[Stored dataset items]
%%
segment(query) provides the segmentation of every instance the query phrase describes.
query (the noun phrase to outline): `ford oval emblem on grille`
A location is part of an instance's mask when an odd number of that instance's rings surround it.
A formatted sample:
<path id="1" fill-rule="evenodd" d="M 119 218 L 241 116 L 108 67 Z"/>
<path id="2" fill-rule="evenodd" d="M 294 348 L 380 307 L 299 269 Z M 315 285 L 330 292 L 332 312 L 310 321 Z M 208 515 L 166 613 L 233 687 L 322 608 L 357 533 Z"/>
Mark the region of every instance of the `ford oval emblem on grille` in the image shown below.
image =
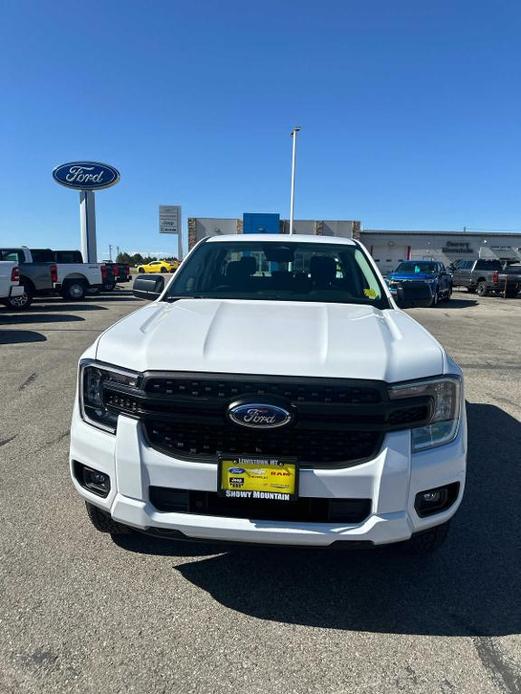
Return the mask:
<path id="1" fill-rule="evenodd" d="M 232 404 L 228 409 L 228 417 L 235 424 L 251 429 L 276 429 L 293 420 L 291 412 L 283 407 L 258 402 Z"/>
%%
Aim: Leave the images out, please, and restate each line word for word.

Exercise response:
segment(query) provides the segmentation of every instance the query phrase describes.
query (the noun phrase to outline): `ford oval emblem on grille`
A location is part of an instance's mask when an odd number of that instance's rings surround it.
A formatted sample:
<path id="1" fill-rule="evenodd" d="M 119 218 L 241 116 L 108 67 Z"/>
<path id="2" fill-rule="evenodd" d="M 294 348 L 380 307 L 299 269 Z M 315 285 L 330 292 L 332 312 L 310 321 Z M 208 515 L 166 613 L 233 687 L 322 608 L 357 533 Z"/>
Mark the region of every instance of the `ford oval emblem on grille` in the image shown below.
image =
Return the mask:
<path id="1" fill-rule="evenodd" d="M 232 404 L 228 409 L 228 417 L 235 424 L 251 429 L 276 429 L 293 420 L 291 412 L 283 407 L 258 402 Z"/>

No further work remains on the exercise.